What is needed is an exact transcription of every record.

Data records

※

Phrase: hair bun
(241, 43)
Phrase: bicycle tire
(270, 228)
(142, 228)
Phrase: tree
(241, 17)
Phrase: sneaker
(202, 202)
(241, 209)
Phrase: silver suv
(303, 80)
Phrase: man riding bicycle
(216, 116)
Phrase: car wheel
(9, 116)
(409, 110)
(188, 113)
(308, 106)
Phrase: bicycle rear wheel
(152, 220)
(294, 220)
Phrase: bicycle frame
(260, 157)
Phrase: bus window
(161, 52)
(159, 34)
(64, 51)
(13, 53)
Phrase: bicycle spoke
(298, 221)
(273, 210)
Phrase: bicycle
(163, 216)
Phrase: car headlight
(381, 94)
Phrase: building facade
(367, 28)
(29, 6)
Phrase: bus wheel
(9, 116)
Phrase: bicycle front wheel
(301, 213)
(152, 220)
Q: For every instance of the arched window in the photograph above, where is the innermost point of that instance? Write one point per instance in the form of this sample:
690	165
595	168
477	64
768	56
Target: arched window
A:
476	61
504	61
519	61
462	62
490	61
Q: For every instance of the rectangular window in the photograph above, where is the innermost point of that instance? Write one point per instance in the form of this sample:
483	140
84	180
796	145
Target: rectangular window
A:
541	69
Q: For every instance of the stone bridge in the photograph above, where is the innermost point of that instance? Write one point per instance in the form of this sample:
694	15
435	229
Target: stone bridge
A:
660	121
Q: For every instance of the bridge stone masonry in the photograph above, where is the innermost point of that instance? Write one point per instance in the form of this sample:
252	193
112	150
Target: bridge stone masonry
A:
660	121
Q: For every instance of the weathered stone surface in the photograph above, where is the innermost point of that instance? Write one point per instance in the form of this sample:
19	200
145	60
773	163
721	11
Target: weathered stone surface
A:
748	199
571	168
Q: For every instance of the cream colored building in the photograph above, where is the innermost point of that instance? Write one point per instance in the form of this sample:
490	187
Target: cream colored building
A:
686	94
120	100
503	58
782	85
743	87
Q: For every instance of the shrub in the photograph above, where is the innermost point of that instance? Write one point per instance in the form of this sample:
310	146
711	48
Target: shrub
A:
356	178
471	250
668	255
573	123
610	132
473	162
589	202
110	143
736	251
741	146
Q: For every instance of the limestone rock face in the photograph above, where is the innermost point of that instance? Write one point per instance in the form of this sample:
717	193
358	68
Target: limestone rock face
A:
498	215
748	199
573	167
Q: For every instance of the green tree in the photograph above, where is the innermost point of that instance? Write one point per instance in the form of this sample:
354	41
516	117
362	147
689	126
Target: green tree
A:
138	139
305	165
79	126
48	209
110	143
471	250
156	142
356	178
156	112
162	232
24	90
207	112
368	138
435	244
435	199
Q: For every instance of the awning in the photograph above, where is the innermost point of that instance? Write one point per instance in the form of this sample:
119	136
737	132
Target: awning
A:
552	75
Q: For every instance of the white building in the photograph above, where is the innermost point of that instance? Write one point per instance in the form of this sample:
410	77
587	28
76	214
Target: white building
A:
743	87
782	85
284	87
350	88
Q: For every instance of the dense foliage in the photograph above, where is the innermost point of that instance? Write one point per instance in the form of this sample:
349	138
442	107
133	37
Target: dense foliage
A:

※

-- ANSWER BELOW --
Phrase: hair bun
(241, 43)
Phrase: bicycle tire
(270, 228)
(142, 228)
Phrase: tree
(241, 17)
Phrase: sneaker
(202, 202)
(241, 209)
Phrase: silver suv
(303, 80)
Phrase: man riding bicycle
(216, 116)
Phrase: car wheel
(9, 116)
(409, 110)
(188, 113)
(308, 106)
Phrase: bicycle rear wheel
(152, 220)
(294, 220)
Phrase: bicycle frame
(260, 157)
Phrase: bus window
(161, 52)
(159, 34)
(64, 51)
(13, 53)
Phrase: bicycle spoke
(298, 221)
(273, 210)
Phrase: bicycle
(163, 216)
Phrase: car headlight
(381, 94)
Phrase: building facade
(367, 28)
(29, 6)
Phrase: bus wheel
(9, 116)
Phrase: bicycle front wheel
(301, 213)
(152, 220)
Q: For every instance of the arched window in the photograph above, where is the innermost point of that instance? Write one point per instance in the form of this sample:
690	165
595	168
477	64
768	56
Target: arched window
A:
476	61
504	61
519	61
462	62
490	61
Q: For every instance of the rectangular window in the photograph above, where is the innermost point of that instance? Write one point per instance in the form of this sample:
483	140
84	180
796	145
Target: rectangular window
A:
541	69
Q: For every instance of the stone bridge in the photograph above, where is the innermost point of that instance? Write one point per instance in the form of this sample:
694	15
435	229
Target: stone bridge
A:
660	121
Q: For every instance of the bridge stone masonry in the photograph above, where is the innermost point of that instance? Write one point per instance in the form of this sample:
252	193
112	150
Target: bridge stone masonry
A:
660	121
Q: For every instance of the weathered stone surface in the photograph above, where is the innermost point of that instance? Write one point per instance in the form of this sample:
19	200
145	60
773	163
721	11
Target: weathered stone surface
A:
748	199
571	168
Q: For every instance of the cream colored building in the photograph above, where is the innermost point of that instance? Write one point per instance in the form of this sample:
490	187
Target: cream colored building
A:
686	94
120	100
503	58
782	85
743	87
Q: For every instance of the shrub in the photograph above, where is the innermost point of that instance? Write one point per instance in the form of this sample:
310	146
711	48
Target: shrub
A:
356	178
471	250
668	255
573	123
610	132
473	162
589	202
110	143
736	251
741	146
Q: For every instance of the limestone rock face in the photograph above, where is the innermost point of that instance? Write one point per instance in the form of this sample:
717	193
358	68
Target: limestone rock face
A:
498	215
748	199
573	167
Q: For every instance of the green tree in the photograph above, where is the innermost point of that instance? Write one point per instance in the form of this sample:
354	41
516	117
362	147
689	126
Target: green tree
A:
138	139
305	165
79	126
48	209
110	143
471	250
156	142
356	178
156	112
162	232
24	90
207	112
368	138
435	244
435	199
Q: For every instance of the awning in the photograph above, where is the innermost point of that instance? Write one point per instance in the form of this sample:
119	136
737	132
Target: awning
A:
552	75
Q: For every instance of the white building in the photograph above, where is the innermost point of that instance? Write one point per instance in the form of this sample:
410	77
587	28
76	214
Target: white building
A:
743	87
782	85
284	87
350	88
Q: For every instance of the dense foliage in the photograph above, where is the innermost point of that instance? Write one point per instance in the form of this sample:
349	138
442	107
133	37
Target: dense foliage
A:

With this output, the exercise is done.